> Task brief: The line containing "If you could tag the glass" and every line after it, through the last, are to be extracted exactly; no other lines belong in the answer.

===============

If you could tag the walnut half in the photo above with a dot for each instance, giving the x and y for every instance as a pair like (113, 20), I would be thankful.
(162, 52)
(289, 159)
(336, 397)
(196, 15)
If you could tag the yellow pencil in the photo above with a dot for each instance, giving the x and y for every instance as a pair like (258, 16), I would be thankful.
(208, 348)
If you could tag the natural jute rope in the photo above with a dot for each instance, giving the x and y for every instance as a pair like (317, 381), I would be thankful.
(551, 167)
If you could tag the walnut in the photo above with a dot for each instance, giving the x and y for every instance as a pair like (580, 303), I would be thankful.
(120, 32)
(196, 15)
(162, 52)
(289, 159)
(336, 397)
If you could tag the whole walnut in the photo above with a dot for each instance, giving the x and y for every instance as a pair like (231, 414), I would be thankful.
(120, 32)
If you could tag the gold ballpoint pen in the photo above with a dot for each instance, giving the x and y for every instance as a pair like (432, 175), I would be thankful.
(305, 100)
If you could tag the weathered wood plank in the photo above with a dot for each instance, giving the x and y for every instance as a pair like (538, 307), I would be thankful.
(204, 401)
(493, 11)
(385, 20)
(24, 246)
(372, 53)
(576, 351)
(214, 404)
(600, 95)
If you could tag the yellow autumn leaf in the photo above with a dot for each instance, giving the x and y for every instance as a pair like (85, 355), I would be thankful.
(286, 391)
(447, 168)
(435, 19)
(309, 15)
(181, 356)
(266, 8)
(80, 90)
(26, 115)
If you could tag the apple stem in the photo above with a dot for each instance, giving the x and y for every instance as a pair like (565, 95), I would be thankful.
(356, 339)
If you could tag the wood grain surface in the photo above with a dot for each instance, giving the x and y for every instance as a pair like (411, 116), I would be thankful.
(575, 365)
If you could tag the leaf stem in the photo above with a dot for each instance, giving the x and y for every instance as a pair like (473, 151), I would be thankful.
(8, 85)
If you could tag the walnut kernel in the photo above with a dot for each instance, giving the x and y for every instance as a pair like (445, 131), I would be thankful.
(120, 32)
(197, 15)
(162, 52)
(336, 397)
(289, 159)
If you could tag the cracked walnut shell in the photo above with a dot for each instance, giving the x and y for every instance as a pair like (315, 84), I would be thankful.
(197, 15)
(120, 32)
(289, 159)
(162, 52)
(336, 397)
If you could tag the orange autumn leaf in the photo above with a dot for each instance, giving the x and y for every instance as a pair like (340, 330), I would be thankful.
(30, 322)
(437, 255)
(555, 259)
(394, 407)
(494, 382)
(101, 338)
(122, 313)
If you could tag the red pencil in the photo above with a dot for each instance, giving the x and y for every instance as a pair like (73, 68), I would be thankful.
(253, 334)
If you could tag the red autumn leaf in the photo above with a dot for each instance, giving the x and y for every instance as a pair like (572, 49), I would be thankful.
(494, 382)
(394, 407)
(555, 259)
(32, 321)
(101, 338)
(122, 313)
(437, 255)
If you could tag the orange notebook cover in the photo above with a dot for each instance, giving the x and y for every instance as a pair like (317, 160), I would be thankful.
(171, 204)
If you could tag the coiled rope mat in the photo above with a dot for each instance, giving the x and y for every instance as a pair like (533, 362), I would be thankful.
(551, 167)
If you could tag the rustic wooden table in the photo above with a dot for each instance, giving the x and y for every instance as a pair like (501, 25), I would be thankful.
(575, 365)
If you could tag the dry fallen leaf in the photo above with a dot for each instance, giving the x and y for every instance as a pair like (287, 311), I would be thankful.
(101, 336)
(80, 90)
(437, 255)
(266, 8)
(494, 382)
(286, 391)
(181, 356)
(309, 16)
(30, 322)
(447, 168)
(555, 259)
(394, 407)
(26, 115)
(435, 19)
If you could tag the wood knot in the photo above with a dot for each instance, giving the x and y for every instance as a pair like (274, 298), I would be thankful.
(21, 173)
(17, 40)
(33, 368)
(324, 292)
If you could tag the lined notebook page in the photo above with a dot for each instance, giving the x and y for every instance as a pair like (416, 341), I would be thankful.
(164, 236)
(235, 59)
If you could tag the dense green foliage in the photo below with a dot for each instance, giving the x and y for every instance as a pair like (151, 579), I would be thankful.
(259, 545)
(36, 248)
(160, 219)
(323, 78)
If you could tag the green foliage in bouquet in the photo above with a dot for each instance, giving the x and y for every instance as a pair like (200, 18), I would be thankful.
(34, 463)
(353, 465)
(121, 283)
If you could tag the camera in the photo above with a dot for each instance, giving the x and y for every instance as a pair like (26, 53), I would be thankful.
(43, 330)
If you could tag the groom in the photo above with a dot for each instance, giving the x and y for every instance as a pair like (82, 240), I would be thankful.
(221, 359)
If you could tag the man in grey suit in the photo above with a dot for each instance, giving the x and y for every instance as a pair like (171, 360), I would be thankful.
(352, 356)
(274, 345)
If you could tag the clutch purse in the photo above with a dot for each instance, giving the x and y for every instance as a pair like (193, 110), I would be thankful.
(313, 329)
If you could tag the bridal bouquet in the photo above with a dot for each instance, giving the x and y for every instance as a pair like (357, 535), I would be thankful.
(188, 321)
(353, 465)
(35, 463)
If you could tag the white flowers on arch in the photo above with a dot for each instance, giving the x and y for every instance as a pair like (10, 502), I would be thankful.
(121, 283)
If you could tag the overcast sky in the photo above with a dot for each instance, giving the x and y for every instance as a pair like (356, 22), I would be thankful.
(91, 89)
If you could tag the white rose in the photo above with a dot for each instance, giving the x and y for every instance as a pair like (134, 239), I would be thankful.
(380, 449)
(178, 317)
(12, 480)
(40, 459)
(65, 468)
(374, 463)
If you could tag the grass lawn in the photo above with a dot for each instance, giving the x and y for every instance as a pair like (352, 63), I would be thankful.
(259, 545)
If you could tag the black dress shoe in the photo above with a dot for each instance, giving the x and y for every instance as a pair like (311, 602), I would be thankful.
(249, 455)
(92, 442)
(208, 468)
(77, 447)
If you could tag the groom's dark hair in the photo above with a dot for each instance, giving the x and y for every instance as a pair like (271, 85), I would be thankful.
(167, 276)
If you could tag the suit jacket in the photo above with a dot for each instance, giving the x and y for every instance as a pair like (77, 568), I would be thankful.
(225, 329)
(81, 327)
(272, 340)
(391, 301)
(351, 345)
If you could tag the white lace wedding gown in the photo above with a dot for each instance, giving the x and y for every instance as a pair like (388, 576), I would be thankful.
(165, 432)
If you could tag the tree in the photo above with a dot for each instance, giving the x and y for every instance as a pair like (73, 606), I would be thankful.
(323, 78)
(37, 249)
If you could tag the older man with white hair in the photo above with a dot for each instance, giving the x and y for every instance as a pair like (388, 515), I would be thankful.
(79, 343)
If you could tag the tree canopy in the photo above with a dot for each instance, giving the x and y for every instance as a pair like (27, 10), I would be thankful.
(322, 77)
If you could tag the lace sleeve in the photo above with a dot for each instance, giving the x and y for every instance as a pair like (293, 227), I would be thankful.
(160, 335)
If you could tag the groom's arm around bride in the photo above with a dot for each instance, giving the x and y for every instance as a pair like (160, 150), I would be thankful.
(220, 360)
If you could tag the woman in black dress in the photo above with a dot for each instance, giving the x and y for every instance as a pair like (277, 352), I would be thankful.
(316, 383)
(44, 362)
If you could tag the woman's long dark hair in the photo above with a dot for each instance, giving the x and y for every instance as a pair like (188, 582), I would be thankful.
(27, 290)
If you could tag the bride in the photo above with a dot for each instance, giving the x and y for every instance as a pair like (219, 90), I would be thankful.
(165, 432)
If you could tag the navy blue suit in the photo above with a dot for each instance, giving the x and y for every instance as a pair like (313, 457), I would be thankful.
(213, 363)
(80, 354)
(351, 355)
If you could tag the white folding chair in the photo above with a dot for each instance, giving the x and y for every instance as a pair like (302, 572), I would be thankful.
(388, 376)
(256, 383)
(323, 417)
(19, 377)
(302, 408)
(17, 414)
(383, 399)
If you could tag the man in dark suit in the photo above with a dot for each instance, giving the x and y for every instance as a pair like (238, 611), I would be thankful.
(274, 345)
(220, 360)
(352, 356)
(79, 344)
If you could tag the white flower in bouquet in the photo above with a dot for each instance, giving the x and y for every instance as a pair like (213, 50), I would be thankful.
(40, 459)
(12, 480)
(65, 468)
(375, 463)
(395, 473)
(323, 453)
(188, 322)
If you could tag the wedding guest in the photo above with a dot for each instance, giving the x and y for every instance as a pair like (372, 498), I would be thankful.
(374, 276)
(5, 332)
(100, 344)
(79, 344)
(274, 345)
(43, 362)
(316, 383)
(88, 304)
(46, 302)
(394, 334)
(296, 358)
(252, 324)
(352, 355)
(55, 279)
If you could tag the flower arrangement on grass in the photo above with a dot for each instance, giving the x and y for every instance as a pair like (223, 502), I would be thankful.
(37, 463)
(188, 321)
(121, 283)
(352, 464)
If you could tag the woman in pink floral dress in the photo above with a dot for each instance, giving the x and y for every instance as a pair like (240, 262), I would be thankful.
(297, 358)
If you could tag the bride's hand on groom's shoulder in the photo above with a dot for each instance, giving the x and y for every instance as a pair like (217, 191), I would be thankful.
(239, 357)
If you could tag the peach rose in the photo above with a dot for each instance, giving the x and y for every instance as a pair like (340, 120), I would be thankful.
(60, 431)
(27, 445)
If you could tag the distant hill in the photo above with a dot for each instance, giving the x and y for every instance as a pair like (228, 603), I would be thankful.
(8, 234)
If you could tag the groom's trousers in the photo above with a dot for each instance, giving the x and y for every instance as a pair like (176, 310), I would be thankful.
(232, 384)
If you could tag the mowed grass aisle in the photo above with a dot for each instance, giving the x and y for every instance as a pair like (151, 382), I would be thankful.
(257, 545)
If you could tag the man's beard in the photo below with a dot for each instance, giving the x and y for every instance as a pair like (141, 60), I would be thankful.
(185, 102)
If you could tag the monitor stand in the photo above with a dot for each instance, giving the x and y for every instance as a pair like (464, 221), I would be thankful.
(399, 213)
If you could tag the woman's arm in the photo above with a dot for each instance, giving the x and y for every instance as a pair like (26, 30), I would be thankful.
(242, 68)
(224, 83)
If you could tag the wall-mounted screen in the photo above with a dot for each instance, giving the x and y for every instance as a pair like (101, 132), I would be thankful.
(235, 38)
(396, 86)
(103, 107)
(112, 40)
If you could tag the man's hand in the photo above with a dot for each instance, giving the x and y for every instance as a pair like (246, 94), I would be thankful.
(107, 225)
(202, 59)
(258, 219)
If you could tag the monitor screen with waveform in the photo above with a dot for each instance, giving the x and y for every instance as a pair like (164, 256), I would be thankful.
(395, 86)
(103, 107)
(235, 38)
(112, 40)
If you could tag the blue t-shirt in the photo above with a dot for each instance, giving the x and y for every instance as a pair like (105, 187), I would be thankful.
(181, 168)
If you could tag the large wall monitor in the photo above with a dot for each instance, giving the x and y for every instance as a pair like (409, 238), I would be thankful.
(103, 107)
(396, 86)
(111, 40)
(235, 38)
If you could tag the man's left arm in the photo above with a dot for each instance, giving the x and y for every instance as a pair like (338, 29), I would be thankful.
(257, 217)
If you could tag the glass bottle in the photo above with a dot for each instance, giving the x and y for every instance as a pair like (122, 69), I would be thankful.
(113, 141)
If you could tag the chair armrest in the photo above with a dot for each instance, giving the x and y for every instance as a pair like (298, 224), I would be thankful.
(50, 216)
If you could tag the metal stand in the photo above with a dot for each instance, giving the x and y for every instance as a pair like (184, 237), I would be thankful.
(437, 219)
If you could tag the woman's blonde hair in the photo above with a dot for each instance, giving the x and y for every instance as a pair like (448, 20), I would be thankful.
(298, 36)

===============

> The completed task:
If you could tag the glass bottle in the photo above with a dot for each instance, giving the x and y for every instance as a pair like (122, 69), I would be thankful.
(113, 141)
If you could tag the chair armrest in the photo above with a dot for each instance, giving the x and y for every instance as a pair like (298, 224), I would be thankful.
(50, 216)
If you could tag the metal stand in the photo above with a dot for each instance, giving the x and y for every instance as a pair like (184, 237), I would be thankful.
(437, 219)
If you could tag the woman's blonde hair in the photo above with a dot for each instance, giving the x and y for every instance as a pair like (448, 20), I would be thankful.
(298, 36)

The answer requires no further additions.